### WHAT YOU WILL DO
Each entry in the listing below should be restated word for word.

### Position annotation records

==============================

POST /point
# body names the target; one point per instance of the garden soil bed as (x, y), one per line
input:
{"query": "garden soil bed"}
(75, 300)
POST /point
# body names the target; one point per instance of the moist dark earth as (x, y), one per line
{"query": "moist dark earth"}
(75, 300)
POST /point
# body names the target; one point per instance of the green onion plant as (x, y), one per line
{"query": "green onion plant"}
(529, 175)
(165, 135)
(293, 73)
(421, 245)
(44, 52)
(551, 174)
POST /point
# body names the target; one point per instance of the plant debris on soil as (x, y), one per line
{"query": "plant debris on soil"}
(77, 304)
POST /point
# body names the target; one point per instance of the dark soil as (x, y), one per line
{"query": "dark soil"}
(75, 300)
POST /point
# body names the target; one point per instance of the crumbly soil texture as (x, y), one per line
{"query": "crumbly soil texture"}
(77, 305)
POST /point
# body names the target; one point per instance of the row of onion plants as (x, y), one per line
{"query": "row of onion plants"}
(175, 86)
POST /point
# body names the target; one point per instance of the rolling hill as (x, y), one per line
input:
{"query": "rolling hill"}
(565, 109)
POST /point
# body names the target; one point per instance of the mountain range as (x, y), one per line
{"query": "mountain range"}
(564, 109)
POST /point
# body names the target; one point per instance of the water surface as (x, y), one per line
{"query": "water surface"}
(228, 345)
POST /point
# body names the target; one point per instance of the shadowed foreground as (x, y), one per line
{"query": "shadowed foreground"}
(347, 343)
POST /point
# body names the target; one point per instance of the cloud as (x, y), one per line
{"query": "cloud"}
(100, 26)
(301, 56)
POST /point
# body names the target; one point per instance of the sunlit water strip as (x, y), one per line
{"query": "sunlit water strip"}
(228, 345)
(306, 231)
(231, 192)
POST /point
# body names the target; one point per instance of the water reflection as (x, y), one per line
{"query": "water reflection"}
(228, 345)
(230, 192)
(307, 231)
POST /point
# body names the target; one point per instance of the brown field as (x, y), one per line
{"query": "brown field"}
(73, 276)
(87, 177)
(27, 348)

==============================

### TASK SOLUTION
POST /point
# body names the target; one point per instance of the garden soil bed as (x, y), one per line
input:
{"query": "garden soil bed"}
(75, 300)
POST /point
# body names the target; one point per instance of the moist dark earth as (x, y), one per line
{"query": "moist dark earth"}
(75, 300)
POST /point
# body names the target; one point per instance of the green onion plant as (x, y), one per line
{"query": "green onion plant"}
(529, 175)
(165, 135)
(293, 73)
(421, 245)
(44, 52)
(551, 174)
POST /point
# body names the target; one point per instance of the plant debris on soil as (x, y), one per line
{"query": "plant debris on soil"}
(77, 304)
POST /point
# body names the target; one point per instance of the dark soil as (x, y), one per line
{"query": "dark soil"}
(75, 300)
POST /point
# body names the target; one point per instance of the crumbly soil texture as (x, y), one per line
{"query": "crumbly soil texture"}
(77, 305)
POST /point
# body names the target; one point per instance of the row of onion plants as (x, y), one per line
{"query": "row of onion plants"}
(175, 86)
POST /point
# body names the target; one point per instance of the rolling hill as (x, y), one per line
input:
{"query": "rolling hill"}
(565, 109)
POST /point
# body names the target; one point per instance of the mountain range as (x, y), one per line
{"query": "mountain range"}
(564, 109)
POST /point
# body names the target; one point per instance of the water surface as (x, y), one per line
{"query": "water surface"}
(228, 345)
POST /point
# body names the target; one point per instance of the shadowed foreground as (x, y), one per line
{"query": "shadowed foreground"}
(347, 343)
POST /point
# body names the target; one point per instance of the cloud as (x, y), one per line
{"query": "cloud"}
(100, 26)
(301, 56)
POST /point
# body names the target; one point per instance of the sunlit water strip as (x, y), one per line
{"query": "sunlit water strip"}
(228, 345)
(306, 231)
(231, 192)
POST /point
# body names the target; one point per instance of the water reflection as (x, y), one per line
{"query": "water reflection"}
(228, 345)
(230, 192)
(307, 231)
POST /point
# body names the target; one point per instance of the brown field as (x, y), one per line
{"query": "brown field"}
(73, 276)
(87, 177)
(27, 348)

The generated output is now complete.